-- start PASSAGE --
49.      In this respect, it should also be mentioned that the African Committee notes the effort undertaken by the Government to repatriate and handle children formerly associated with LRA to Uganda through the Chieftaincy of Military Intelligence or through UPDF child protection units. Unfortunately, for some of the children, escape or rescue from the LRA did not always translate into a return to civilian life, at least immediately. The Committee also notes that such a process of repatriation was followed instead of having the children immediately placed under the care of appropriate civilian child protection actors. In addition, incidents where children overstayed (according to some reports for about two months) with UPDF/Chieftaincy of Military Intelligence before being handed over to child protection agencies does not in principle comply with the obligation to ensure children’s best interests as the paramount consideration.

50.      Moreover, unfortunately, both in its submissions, oral arguments, and also during the investigative mission undertaken by the Committee, the Government has not been able to provide detailed and concrete evidence about the legislative and other measures, such as the use of child-sensitive procedures to protect children from hardship during questioning, including by the use of child-sensitive methods of questioning; and by reducing the number of interviews, statements and hearings. As a result, children that were separated from the LRA and have gone through a questioning process might not have had their right to have their best interests respected fulfilled.

51.      States Parties to the African Children’s Charter also need to effectively implement the right to a remedy which includes a right to reparation,[14] as an element of the due diligence obligation. This entails providing reparation to victims for acts or omissions that can be attributed to the State, or for their failures to meet their international obligations even when substantive breaches originate in the conduct of private persons. In this respect, it is important to mention that the African Committee, while recognizing the contribution of the Amnesty Act of 2000 to the return, demobilization and reintegration of thousands of children forcefully recruited by the LRA, it is concerned about the fact that the same Act does not necessarily follow the criteria for granting amnesties under international legal obligations of the State. As a result, such law may have led to impunity of those that would have been involved in the recruitment and use of children in hostilities.

52.      One response to the instability experienced by the citizenry was the establishment of local militias drawn from the community to supplement the defence capacity of the UPDF. Some have argued that the establishment of such units by local communities to protect themselves against LRA is a consequence of the weakness or absence of State security forces and the judiciary in the areas affected by the conflict.

The Government of Uganda provided recognition and support to the local militias (known as local defence units or LDUs). It has been argued that the establishment and control of the LDUs was not well thought through. The LDUs fell de facto under the responsibility of the UPDF, it appears. Evidence of Government support to LDUs in the form of training, munitions, direct financial support and basic foodstuff were presented.
-- end PASSAGE --
-- start LISTED ENTRIES --
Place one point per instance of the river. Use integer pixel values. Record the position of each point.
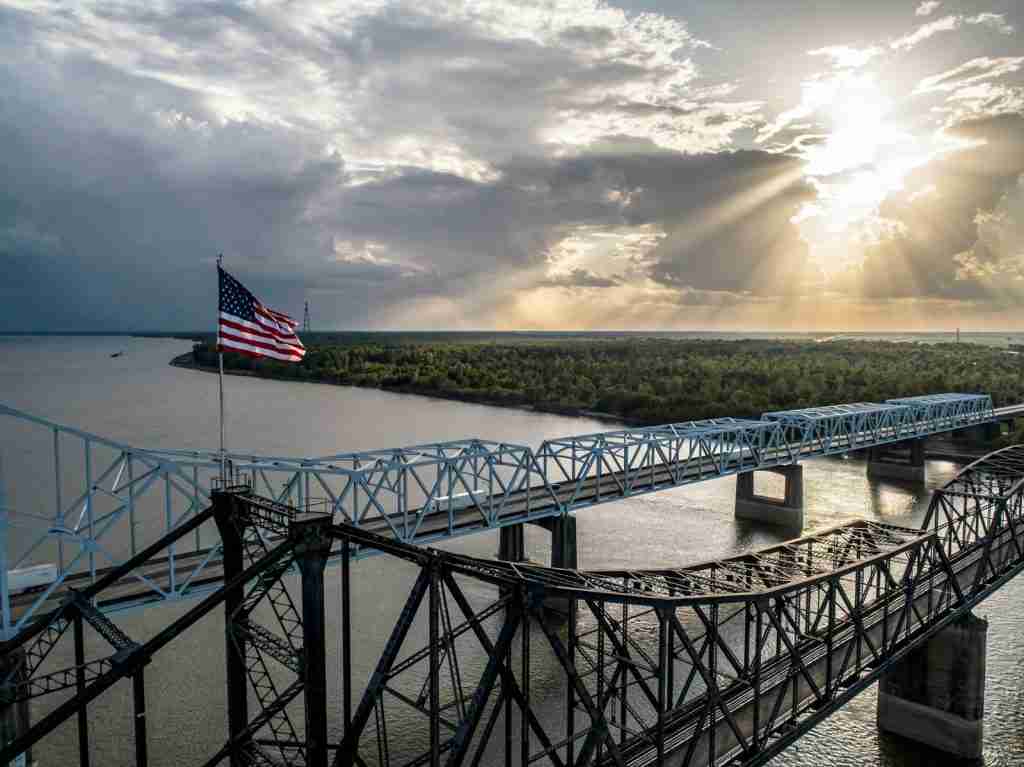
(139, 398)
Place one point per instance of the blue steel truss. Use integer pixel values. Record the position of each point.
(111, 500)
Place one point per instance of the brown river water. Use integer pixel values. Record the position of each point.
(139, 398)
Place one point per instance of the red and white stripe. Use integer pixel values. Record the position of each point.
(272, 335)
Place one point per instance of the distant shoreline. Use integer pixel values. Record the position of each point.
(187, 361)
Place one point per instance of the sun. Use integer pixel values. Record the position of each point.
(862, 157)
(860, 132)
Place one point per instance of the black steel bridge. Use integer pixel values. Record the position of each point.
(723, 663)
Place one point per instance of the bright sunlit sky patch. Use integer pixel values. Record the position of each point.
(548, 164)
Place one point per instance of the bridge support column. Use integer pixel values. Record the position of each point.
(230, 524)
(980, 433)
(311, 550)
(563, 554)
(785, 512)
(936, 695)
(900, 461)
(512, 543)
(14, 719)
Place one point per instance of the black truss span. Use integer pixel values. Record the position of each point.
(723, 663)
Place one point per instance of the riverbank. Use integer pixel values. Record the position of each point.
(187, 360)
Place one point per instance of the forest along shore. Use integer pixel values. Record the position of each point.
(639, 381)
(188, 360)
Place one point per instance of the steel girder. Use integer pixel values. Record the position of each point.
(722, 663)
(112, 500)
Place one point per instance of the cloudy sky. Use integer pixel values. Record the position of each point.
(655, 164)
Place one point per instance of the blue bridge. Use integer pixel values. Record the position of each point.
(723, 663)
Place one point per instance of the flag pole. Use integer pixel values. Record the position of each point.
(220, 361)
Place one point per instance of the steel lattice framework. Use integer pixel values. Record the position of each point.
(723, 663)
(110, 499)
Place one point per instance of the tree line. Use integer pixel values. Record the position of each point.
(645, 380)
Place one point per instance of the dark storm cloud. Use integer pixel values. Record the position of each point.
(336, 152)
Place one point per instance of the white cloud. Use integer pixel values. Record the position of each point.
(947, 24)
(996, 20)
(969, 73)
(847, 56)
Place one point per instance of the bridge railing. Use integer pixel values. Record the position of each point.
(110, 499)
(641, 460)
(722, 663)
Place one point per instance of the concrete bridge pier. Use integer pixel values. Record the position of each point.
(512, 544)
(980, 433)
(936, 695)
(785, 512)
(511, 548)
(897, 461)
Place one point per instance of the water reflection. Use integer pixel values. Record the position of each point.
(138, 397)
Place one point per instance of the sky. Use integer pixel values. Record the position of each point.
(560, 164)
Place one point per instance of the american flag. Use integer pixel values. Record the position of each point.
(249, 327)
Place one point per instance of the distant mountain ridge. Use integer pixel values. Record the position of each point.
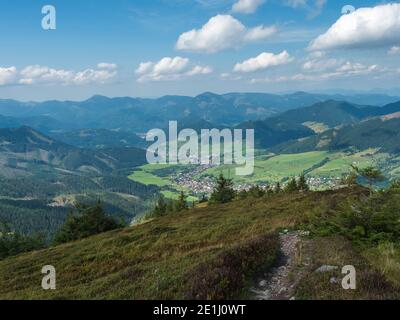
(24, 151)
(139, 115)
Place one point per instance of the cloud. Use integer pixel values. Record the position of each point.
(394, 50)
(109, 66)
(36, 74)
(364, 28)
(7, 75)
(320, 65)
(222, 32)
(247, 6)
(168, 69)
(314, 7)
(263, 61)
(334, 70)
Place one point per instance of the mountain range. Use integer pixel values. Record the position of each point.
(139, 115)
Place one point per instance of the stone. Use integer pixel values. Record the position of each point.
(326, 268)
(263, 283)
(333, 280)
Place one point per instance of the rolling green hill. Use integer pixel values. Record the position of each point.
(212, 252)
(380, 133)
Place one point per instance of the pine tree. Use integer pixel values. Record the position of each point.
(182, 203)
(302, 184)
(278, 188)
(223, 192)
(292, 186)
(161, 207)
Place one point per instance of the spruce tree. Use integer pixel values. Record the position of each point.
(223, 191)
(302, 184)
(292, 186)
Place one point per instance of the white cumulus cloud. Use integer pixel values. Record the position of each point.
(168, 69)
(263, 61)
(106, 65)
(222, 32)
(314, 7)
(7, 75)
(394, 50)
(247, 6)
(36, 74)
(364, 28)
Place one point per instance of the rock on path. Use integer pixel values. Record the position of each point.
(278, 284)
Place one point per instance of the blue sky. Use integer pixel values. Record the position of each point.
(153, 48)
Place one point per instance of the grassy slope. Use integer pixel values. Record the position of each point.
-- end LISTED ENTRIES --
- [INSTRUCTION] In the passage on children formerly associated with the LRA, how long did some reports say children overstayed with UPDF/Chieftaincy of Military Intelligence before being handed over to child protection agencies?

- [OUTPUT] About two months.